Work to complete » Beginning with the line that includes "task | identify every instance of the man's" and ending with the last line of the entries below, set down each line exactly; include no pictures.

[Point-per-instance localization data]

──────────

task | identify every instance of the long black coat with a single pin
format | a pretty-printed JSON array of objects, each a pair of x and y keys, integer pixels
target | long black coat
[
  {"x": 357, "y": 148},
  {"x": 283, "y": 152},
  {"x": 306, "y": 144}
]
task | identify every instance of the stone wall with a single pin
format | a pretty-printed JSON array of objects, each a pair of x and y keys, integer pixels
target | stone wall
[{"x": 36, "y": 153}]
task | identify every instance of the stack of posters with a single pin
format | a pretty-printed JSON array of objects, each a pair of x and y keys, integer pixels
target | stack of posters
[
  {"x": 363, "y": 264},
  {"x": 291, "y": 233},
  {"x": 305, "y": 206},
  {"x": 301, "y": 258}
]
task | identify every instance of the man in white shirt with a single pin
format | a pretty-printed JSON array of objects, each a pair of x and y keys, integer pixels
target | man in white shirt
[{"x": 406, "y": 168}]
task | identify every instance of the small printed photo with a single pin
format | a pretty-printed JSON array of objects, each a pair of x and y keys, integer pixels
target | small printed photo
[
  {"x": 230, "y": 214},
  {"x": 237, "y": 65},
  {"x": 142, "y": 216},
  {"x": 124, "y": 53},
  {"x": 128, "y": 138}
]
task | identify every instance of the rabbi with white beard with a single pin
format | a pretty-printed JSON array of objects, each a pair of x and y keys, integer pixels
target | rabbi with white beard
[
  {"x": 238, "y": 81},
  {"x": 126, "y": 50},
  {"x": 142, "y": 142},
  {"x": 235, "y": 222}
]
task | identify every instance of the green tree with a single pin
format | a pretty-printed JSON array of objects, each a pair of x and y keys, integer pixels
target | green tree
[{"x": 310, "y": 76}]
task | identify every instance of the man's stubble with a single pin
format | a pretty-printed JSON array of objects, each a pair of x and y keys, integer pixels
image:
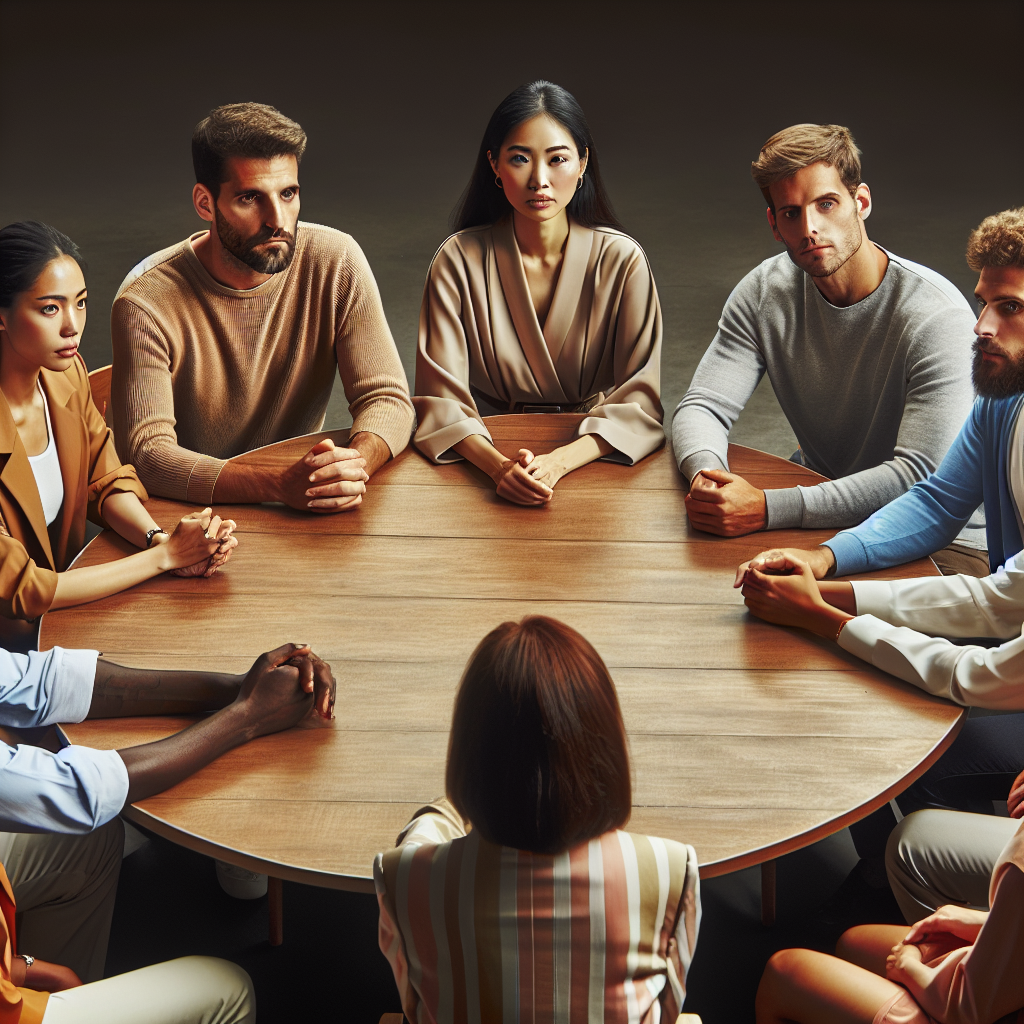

──────────

Completed task »
task | identify every instance of the man's stubble with a single pin
format | a pretty-printed JSON array of objects, each a pair of x and y keys, integer pixels
image:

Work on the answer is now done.